Stored records:
• • • • •

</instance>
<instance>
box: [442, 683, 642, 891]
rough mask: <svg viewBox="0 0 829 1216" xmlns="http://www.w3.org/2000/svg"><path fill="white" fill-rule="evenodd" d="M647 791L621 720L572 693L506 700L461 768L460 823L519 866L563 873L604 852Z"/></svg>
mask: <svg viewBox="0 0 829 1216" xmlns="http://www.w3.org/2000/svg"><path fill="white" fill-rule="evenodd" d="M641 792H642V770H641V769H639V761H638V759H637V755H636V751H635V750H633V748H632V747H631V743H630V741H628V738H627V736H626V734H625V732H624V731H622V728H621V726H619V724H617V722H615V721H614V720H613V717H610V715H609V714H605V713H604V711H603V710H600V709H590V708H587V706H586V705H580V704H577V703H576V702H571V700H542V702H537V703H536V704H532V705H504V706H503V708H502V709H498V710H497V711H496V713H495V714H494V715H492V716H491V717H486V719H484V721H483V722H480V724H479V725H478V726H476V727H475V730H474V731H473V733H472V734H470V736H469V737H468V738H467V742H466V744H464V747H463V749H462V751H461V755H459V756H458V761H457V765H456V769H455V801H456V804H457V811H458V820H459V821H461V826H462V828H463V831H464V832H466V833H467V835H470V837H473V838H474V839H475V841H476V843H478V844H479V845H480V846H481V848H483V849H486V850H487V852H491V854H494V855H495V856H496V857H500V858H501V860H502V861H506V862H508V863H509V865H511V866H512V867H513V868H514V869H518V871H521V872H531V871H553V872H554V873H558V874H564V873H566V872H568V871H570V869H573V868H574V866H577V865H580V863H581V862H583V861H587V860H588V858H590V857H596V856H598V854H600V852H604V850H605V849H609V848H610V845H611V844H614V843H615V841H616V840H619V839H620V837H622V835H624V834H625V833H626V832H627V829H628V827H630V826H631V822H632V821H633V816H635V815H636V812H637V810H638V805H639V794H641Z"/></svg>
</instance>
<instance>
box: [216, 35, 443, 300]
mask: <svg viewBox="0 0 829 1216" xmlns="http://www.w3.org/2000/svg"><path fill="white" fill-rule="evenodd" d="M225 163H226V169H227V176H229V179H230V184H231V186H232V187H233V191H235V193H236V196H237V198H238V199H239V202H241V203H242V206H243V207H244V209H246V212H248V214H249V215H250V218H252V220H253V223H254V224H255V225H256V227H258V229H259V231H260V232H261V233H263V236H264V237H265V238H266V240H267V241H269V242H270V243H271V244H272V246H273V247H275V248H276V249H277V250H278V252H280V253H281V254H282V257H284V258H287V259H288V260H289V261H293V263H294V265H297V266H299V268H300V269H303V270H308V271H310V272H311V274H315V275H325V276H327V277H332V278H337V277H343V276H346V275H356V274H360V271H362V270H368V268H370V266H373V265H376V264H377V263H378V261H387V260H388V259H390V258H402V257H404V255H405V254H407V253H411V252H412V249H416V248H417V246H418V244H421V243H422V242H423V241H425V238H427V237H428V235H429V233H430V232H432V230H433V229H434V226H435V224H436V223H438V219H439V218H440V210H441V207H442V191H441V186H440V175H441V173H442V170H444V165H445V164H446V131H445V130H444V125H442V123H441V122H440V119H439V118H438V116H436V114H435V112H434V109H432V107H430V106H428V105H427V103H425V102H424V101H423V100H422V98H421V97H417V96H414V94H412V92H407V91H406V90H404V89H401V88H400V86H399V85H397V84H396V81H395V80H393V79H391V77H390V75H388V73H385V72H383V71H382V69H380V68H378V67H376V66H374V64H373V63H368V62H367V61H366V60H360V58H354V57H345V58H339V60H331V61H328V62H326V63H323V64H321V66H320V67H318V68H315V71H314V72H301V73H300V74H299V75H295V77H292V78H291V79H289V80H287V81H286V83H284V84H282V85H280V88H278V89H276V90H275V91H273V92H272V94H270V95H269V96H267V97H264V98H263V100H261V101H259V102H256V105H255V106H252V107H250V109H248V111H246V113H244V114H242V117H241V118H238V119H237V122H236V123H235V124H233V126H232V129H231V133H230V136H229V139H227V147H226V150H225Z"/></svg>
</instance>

• • • • •

What is needed> Write the data out once more. Keep every word the same.

Answer to this problem>
</instance>
<instance>
box: [442, 683, 642, 891]
rough mask: <svg viewBox="0 0 829 1216" xmlns="http://www.w3.org/2000/svg"><path fill="white" fill-rule="evenodd" d="M647 791L621 720L572 693L506 700L461 768L460 823L519 866L563 873L604 852Z"/></svg>
mask: <svg viewBox="0 0 829 1216" xmlns="http://www.w3.org/2000/svg"><path fill="white" fill-rule="evenodd" d="M641 792H642V770H641V769H639V761H638V759H637V755H636V751H635V750H633V748H632V747H631V743H630V741H628V738H627V736H626V734H625V732H624V731H622V728H621V726H619V724H617V722H615V721H614V720H613V717H610V715H609V714H605V713H604V711H603V710H600V709H590V708H587V706H586V705H580V704H577V703H576V702H571V700H542V702H537V703H536V704H532V705H504V706H503V708H502V709H498V710H497V711H496V713H495V714H494V715H492V716H491V717H486V719H484V721H483V722H480V724H479V725H478V726H476V727H475V730H474V731H473V733H472V734H470V736H469V737H468V738H467V742H466V744H464V747H463V749H462V751H461V755H459V756H458V761H457V765H456V769H455V801H456V804H457V811H458V820H459V821H461V826H462V828H463V831H464V832H466V833H467V835H470V837H473V838H474V839H475V841H476V843H478V844H479V845H480V846H481V848H483V849H486V850H487V852H491V854H494V855H495V856H496V857H500V858H501V860H502V861H506V862H508V863H509V865H511V866H512V867H513V868H514V869H518V871H521V872H531V871H553V872H554V873H558V874H564V873H566V872H568V871H570V869H573V868H574V866H577V865H580V863H581V862H583V861H587V860H588V858H590V857H596V856H598V854H600V852H604V850H605V849H609V848H610V845H611V844H614V843H615V841H616V840H619V839H620V837H622V835H624V834H625V833H626V832H627V829H628V827H630V826H631V822H632V821H633V816H635V815H636V812H637V810H638V805H639V794H641Z"/></svg>
</instance>
<instance>
box: [216, 35, 443, 300]
mask: <svg viewBox="0 0 829 1216" xmlns="http://www.w3.org/2000/svg"><path fill="white" fill-rule="evenodd" d="M225 163H226V169H227V176H229V179H230V184H231V186H232V187H233V191H235V193H236V196H237V198H238V199H239V202H241V203H242V206H243V207H244V209H246V212H248V214H249V215H250V218H252V220H253V223H254V224H255V225H256V227H258V229H259V231H260V232H261V233H263V236H264V237H265V238H266V240H267V241H269V242H270V243H271V244H272V246H273V247H275V248H276V249H277V250H278V252H280V253H281V254H282V257H284V258H287V259H288V260H289V261H293V263H294V265H297V266H299V268H300V269H303V270H308V271H310V272H311V274H315V275H325V276H327V277H332V278H337V277H343V276H346V275H356V274H360V271H362V270H368V268H370V266H373V265H376V264H377V263H378V261H387V260H388V259H390V258H402V257H404V255H405V254H407V253H411V252H412V249H416V248H417V246H418V244H421V243H422V242H423V241H425V238H427V237H428V235H429V233H430V232H432V230H433V229H434V226H435V224H436V223H438V219H439V218H440V210H441V207H442V191H441V186H440V175H441V173H442V170H444V165H445V164H446V131H445V130H444V125H442V123H441V122H440V119H439V118H438V116H436V114H435V112H434V109H432V107H430V106H428V105H427V103H425V102H424V101H423V100H422V98H421V97H417V96H414V94H412V92H407V91H406V90H404V89H401V88H400V86H399V85H397V84H396V81H395V80H393V79H391V77H390V75H388V73H385V72H383V71H382V69H380V68H378V67H376V66H374V64H373V63H368V62H367V61H366V60H360V58H354V57H345V58H339V60H331V61H328V62H326V63H323V64H321V66H320V67H318V68H315V71H314V72H301V73H300V74H299V75H295V77H292V78H291V79H289V80H287V81H286V83H284V84H282V85H280V88H278V89H276V90H275V91H273V92H272V94H270V95H269V96H267V97H264V98H263V100H261V101H259V102H256V105H255V106H252V107H250V109H248V111H246V113H244V114H242V117H241V118H238V119H237V122H236V123H235V124H233V126H232V129H231V133H230V136H229V139H227V147H226V150H225Z"/></svg>
</instance>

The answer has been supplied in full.